** START Document segment **

For this basic tutorial, we use the example of a library that wants to recommend books to their members. The library already has an IT system for managing their book catalog and their member database. In this tutorial, we add recommendation service calls at various points in the existing work flow. Whenever a new book is added to the catalog, we submit its metadata to the recommendation service. We also provide the service with some demographic information on our members, such as age and gender, that can be helpful in determining what kind of books they like. Finally, we log which books are loaned by each member, so the service can get to know their actual tastes.

We start by creating a new instance of the SugestioClient class. For this basic tutorial, we use the constructor that takes two arguments -- the account key and the secret key.

SugestioClient client = new SugestioClient("sandbox", "demo");

Now we are ready to submit data to the service. Let's begin by submitting the metadata of a book. The Item constructor takes a single argument -- a unique identifier for this book. Generally speaking, if you use a relational database system such as MySQL to store your application data, this identifier can be the auto-generated primary key from your Items table. In the specific case of our library application, the ISBN number of the book is a perfect candidate for a unique identifier.

** END Document segment **
** START Data listing **

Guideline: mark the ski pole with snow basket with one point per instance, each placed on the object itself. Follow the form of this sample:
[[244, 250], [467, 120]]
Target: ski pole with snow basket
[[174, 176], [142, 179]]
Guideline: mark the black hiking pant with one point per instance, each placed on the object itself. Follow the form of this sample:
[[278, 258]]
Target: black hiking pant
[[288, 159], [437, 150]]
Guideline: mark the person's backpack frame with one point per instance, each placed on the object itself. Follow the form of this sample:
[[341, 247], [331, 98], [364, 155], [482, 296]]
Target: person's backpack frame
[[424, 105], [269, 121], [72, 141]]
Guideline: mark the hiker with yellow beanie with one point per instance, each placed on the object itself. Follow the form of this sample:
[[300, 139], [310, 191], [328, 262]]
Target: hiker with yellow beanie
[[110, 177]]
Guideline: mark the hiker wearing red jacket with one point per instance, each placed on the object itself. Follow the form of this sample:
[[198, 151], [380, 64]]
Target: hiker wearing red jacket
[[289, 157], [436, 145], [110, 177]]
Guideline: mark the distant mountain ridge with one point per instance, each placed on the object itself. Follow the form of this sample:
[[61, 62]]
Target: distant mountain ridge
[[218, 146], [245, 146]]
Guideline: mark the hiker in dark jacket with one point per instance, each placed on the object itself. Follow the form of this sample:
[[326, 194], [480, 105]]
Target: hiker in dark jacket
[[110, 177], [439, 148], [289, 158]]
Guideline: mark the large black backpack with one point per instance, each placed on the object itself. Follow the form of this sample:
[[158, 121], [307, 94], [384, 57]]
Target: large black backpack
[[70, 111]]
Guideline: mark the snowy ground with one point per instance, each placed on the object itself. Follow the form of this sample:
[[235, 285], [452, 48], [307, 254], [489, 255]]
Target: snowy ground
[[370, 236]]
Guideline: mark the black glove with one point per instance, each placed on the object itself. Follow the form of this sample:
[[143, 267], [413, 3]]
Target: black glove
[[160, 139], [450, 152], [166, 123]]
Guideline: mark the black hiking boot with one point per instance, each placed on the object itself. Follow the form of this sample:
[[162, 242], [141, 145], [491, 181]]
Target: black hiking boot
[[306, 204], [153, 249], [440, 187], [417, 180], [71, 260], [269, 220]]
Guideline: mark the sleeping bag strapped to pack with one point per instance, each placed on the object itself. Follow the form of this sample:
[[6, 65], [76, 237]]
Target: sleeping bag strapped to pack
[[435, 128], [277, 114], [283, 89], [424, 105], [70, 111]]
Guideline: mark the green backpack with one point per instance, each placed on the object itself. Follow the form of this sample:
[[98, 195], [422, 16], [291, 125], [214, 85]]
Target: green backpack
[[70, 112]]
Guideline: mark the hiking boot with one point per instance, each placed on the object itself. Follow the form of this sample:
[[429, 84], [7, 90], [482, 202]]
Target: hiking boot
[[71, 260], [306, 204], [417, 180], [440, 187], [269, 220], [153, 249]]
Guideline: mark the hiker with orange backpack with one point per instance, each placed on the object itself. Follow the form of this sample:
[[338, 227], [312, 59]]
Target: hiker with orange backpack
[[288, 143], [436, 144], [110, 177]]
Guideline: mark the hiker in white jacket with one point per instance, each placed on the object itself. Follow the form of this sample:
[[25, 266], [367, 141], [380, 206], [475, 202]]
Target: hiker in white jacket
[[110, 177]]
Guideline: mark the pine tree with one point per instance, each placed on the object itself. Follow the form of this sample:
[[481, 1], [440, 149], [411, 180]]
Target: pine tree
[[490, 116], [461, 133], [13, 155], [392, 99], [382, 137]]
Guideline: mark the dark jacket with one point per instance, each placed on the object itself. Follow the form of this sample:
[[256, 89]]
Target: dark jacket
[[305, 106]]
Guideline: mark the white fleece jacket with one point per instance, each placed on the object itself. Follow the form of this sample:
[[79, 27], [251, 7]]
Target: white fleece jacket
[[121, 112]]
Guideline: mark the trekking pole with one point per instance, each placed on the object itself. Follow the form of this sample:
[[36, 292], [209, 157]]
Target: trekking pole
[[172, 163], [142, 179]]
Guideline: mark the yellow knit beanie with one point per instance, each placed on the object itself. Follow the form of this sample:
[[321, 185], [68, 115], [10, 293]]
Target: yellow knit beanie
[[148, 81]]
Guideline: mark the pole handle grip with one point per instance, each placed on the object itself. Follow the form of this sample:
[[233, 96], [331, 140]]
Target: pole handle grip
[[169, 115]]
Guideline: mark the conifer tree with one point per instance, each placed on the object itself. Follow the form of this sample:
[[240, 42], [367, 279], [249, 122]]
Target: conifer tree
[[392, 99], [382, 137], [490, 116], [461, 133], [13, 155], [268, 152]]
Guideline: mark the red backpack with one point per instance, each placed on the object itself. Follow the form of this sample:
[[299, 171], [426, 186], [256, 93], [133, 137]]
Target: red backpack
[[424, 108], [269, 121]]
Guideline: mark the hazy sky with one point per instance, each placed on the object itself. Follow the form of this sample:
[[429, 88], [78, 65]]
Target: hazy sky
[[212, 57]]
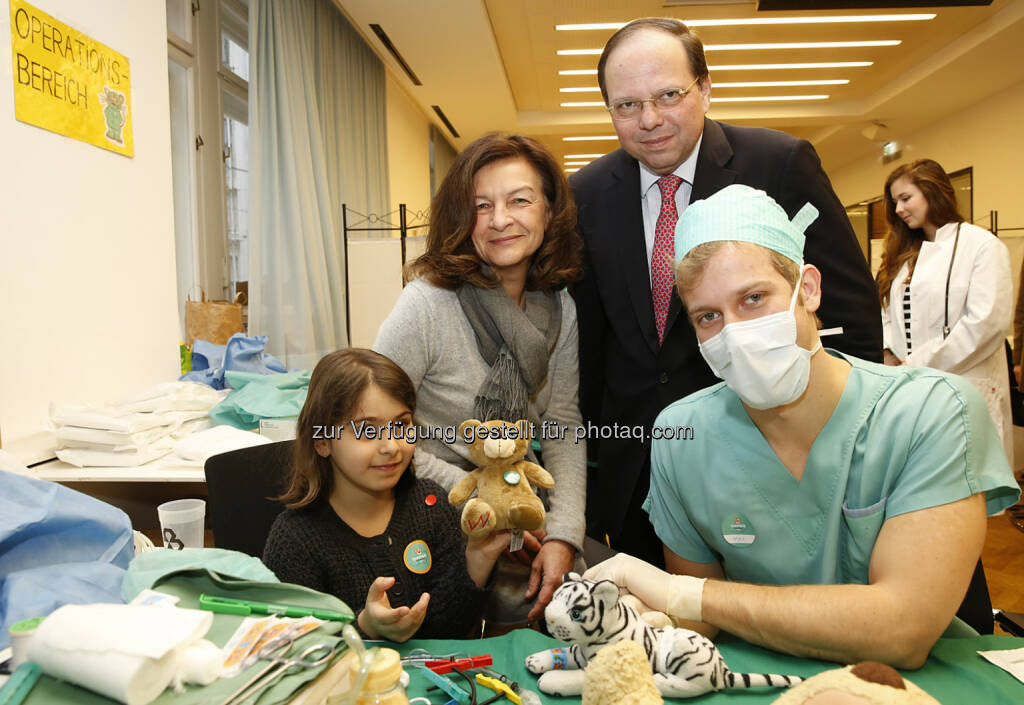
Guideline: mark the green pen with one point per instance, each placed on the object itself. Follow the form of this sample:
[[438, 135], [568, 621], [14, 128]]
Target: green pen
[[229, 606]]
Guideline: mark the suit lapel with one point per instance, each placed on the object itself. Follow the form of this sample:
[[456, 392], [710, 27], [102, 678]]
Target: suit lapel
[[710, 177], [626, 220]]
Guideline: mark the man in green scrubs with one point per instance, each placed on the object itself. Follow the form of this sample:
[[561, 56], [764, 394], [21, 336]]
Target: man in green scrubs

** END Data listing **

Required tasks:
1. Please quote the stretch of the recommendation tutorial from "SugestioClient client = new" through "a unique identifier.".
2. According to the recommendation tutorial, what is a perfect candidate for a unique identifier for a book in the library application?

Worked answers:
1.
SugestioClient client = new SugestioClient("sandbox", "demo");

Now we are ready to submit data to the service. Let's begin by submitting the metadata of a book. The Item constructor takes a single argument -- a unique identifier for this book. Generally speaking, if you use a relational database system such as MySQL to store your application data, this identifier can be the auto-generated primary key from your Items table. In the specific case of our library application, the ISBN number of the book is a perfect candidate for a unique identifier.

2. The ISBN number of the book.